━━━ Okunacak metin

MÜCADELENİN ZEMİNİ YENİ TALEPLERLE GENİŞLİYOR
Gerek gazetemize gelen işçi mektupları gerek muhabirlerimizin işçiler arasından yaptığı haberler gerekse mücadelenin ete kemiğe bürünüp greve, direnişe dönüştüğü yerlerde işçilerin ve sendikalarının öne sürdüğü talepler dikkate alındığında, sahada aşağıda sıraladığımız temellerde mücadelelerin yaygınlaştığı görülmektedir.
- Sendika hakkı gasbına karşı mücadele: İşçilerin işyerlerindeki sendikalaşma girişimleri ve patronların, sendika yetkisini kabul etmemesi üzerine gelişmektedir. Gebze Baldur ve Migros Depo işçileri, Çorum’da Ekmekçioğlu fabrikası işçilerinin haftalardır süren direnişleri ve Antep Güven Boya işçilerinin dün başlayacağı ilan edilen ve Valilik tarafından “pandemi gerekçesiyle” yasaklanan direnişleri, yasal olarak yetkiyi alan sendikaların yetkisini patronlara kabul ettirme mücadeleleri olarak sürmektedir.

━━━━━━

Görev 1:
Okunacak metinde "MÜCADELENİN ZEMİNİ YENİ" sözcükleriyle başlayıp "mücadelelerin yaygınlaştığı görülmektedir." sözcükleriyle biten bölümü hiç değiştirmeden kopyalayın.
Görev 2:
Okunacak metinde "Sendika hakkı gasbına karşı mücadele" diye başlayan paragrafı, ana bilgilerini koruyarak daha kısa biçimde yeniden yazın.

━━━ İncelenen kayıtlar

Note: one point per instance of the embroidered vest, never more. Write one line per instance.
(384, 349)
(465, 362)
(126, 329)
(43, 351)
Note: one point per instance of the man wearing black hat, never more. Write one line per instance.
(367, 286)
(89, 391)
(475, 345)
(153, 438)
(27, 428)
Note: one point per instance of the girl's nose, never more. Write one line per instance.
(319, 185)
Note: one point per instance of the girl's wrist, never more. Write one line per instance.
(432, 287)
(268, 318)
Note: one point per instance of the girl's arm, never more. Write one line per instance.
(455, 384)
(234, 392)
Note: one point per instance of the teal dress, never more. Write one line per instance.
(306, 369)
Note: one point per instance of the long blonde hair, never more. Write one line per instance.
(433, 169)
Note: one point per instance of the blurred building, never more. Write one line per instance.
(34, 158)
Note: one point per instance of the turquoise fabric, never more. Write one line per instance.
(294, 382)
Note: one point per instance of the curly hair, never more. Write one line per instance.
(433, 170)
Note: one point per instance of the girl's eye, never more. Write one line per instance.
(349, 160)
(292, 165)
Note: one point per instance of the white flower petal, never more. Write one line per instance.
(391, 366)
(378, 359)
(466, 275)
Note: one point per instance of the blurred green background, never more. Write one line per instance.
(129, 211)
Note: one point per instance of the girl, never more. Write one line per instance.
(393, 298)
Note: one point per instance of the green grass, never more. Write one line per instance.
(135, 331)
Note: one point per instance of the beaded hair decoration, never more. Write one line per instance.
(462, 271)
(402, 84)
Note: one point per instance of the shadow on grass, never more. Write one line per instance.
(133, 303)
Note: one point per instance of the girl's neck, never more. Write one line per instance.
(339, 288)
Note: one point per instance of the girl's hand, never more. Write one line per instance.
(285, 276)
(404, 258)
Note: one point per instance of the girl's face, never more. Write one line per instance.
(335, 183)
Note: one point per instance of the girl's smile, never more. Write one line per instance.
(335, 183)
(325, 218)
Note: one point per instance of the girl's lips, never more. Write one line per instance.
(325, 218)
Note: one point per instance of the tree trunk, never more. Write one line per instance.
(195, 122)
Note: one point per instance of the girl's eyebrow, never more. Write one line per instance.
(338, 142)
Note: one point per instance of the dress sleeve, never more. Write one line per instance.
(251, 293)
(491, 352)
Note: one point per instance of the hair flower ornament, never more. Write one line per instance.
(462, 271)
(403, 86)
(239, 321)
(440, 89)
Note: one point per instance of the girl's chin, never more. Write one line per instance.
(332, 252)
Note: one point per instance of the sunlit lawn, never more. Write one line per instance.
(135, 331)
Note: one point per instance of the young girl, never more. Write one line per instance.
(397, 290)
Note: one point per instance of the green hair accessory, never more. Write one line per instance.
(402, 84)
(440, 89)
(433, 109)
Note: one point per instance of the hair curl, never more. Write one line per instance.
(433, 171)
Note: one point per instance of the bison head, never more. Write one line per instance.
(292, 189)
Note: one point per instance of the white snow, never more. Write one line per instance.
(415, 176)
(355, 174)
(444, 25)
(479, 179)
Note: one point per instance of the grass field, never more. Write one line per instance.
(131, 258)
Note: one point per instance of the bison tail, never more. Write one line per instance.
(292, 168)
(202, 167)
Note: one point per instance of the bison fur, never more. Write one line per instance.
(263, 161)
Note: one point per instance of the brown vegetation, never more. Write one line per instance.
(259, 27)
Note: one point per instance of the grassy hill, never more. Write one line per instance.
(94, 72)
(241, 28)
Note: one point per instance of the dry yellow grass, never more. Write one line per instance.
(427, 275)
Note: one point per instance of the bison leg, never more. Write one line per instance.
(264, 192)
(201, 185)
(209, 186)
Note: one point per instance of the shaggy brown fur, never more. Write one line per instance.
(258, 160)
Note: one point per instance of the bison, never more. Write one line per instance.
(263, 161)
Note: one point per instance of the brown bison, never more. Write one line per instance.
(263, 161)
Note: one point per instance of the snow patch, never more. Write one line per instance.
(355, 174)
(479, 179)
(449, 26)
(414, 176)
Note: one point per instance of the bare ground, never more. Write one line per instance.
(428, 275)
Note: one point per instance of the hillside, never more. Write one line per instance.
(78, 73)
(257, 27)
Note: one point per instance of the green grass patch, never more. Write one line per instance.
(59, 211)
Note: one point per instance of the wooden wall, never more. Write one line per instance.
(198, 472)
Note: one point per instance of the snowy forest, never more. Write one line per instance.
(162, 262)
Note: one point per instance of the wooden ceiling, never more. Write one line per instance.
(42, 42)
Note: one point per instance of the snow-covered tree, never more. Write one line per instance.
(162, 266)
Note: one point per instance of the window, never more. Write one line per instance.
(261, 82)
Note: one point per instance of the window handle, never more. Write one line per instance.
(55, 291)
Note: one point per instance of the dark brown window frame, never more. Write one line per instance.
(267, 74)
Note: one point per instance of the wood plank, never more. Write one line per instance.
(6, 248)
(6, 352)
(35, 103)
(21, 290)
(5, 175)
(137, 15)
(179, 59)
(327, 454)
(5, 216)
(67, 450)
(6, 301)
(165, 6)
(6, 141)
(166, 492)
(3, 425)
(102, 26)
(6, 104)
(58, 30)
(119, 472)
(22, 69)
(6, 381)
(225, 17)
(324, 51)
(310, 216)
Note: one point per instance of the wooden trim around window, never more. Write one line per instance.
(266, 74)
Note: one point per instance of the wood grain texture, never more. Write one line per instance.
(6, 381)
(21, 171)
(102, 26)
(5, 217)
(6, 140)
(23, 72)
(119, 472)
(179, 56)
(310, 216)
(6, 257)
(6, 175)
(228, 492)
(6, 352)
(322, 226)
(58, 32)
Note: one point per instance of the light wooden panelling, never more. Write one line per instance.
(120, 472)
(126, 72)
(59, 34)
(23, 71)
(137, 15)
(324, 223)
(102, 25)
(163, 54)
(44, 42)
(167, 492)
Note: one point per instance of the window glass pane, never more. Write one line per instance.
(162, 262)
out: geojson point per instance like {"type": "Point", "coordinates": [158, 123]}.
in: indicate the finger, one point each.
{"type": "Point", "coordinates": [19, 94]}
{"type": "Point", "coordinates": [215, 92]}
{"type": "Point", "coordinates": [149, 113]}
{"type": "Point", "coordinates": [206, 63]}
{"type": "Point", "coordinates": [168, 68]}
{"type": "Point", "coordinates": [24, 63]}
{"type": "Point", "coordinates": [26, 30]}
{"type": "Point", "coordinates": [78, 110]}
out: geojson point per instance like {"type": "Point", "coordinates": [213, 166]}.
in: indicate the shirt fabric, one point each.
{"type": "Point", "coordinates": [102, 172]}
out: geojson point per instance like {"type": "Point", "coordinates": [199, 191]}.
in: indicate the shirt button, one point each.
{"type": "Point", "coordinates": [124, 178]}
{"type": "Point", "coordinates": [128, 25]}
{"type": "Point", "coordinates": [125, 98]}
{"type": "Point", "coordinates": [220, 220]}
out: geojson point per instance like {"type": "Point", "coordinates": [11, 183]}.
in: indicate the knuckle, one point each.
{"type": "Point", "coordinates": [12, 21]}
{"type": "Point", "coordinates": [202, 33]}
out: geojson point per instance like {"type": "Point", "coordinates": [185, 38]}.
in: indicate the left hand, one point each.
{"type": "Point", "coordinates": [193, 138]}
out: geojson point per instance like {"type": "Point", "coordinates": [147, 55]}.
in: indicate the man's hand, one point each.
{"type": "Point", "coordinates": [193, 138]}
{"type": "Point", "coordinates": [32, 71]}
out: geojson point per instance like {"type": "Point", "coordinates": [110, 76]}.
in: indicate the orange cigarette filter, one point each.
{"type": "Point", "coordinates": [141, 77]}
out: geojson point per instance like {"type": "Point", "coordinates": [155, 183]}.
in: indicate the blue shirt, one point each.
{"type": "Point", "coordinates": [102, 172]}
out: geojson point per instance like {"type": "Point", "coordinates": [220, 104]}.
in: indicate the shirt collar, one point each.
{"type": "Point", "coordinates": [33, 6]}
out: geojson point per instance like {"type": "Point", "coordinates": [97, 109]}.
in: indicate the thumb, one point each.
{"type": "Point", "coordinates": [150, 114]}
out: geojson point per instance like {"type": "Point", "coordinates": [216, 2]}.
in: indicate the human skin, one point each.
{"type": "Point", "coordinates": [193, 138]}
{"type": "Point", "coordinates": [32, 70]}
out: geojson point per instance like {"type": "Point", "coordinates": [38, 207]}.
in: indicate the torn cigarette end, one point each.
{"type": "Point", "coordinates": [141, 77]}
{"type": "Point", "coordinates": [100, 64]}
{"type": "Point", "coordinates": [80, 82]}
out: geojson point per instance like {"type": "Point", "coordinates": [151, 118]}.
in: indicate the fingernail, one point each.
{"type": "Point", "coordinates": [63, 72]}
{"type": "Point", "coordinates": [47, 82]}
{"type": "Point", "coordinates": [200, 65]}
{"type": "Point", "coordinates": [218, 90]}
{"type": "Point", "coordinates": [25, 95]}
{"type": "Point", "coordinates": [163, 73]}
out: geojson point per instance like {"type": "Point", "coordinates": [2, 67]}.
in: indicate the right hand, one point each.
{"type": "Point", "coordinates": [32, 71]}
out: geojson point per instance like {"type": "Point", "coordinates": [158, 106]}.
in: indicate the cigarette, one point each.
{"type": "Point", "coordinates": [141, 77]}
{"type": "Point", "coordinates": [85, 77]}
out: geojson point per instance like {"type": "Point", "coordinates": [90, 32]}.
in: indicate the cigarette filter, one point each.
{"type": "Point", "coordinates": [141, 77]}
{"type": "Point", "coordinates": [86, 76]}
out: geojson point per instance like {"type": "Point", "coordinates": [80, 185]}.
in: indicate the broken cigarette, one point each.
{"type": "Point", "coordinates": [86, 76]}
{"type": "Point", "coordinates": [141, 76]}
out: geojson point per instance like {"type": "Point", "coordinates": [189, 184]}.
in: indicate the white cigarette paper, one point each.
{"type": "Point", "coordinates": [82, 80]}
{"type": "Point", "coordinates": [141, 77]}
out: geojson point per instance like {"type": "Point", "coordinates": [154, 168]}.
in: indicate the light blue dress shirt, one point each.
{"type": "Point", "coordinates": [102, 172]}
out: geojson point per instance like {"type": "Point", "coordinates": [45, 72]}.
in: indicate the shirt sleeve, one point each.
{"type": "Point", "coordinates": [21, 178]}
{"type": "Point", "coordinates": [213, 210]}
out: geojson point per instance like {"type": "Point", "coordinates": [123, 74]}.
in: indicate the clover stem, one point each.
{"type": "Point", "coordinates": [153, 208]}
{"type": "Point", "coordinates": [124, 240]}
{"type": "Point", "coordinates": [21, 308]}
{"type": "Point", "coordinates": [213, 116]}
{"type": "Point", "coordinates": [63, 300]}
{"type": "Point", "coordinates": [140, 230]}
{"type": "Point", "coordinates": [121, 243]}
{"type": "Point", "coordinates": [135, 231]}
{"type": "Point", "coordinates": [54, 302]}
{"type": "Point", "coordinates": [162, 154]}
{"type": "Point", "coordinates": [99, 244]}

━━━━━━

Yanıtınız 1:
MÜCADELENİN ZEMİNİ YENİ TALEPLERLE GENİŞLİYOR
Gerek gazetemize gelen işçi mektupları gerek muhabirlerimizin işçiler arasından yaptığı haberler gerekse mücadelenin ete kemiğe bürünüp greve, direnişe dönüştüğü yerlerde işçilerin ve sendikalarının öne sürdüğü talepler dikkate alındığında, sahada aşağıda sıraladığımız temellerde mücadelelerin yaygınlaştığı görülmektedir.

Yanıtınız 2:
Sendika hakkı gasbına karşı mücadele, işçilerin işyerinde sendikalaşma girişimleri ve patronların sendika yetkisini tanımaması üzerine gelişiyor. Gebze Baldur ve Migros Depo işçileri, haftalardır direnen Çorum Ekmekçioğlu fabrikası işçileri ve dün başlayacağı ilan edilen ama Valilik'in "pandemi gerekçesiyle" yasakladığı direnişiyle Antep Güven Boya işçileri, yasal yetkiyi alan sendikaların yetkisini patronlara kabul ettirmek için mücadele ediyor.